(Required work) Beginning with the line below that contains "Reviewer note. Confirm that each instance of the snake jaw" and ending with the line that contains "Reviewer note. Confirm that each instance of the blurred", copy every line exactly. Copy nothing else.

(Record excerpts)

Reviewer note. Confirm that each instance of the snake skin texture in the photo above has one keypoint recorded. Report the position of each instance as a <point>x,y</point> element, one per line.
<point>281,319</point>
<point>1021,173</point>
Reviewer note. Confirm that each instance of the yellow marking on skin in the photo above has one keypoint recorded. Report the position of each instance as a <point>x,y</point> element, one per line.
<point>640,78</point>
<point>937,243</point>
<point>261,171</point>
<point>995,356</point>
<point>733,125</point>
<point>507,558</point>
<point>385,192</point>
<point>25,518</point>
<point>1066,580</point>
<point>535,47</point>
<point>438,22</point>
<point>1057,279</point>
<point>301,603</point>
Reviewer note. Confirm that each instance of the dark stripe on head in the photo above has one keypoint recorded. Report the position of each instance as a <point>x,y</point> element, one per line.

==

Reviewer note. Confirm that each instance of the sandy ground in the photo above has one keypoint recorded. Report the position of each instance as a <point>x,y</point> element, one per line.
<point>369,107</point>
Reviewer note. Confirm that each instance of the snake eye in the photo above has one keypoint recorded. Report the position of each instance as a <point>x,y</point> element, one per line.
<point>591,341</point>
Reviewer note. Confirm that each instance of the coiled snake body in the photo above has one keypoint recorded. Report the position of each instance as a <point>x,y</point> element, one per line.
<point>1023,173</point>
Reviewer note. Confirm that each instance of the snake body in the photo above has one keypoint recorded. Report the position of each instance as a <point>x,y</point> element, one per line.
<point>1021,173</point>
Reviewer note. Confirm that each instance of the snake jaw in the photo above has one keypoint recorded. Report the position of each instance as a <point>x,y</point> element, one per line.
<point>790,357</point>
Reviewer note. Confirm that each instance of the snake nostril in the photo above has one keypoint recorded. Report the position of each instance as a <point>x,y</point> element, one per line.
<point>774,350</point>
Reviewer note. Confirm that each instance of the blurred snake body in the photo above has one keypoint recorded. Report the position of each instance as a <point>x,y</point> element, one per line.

(Response)
Reviewer note. Confirm that each instance of the snake jaw in the photo above has one keypoint recorded. Report the position of each instance as a <point>x,y</point> element, one per line.
<point>790,357</point>
Reviewer note. Confirm that each instance of the snake nostril in the photo above has one keypoint recorded. Report the position of each instance as a <point>x,y</point> element, one per line.
<point>774,350</point>
Reviewer note. Confirm that each instance of the blurred snake body in the photo above has one keypoint recorded. Report the position of each instance as a <point>x,y</point> element, one per line.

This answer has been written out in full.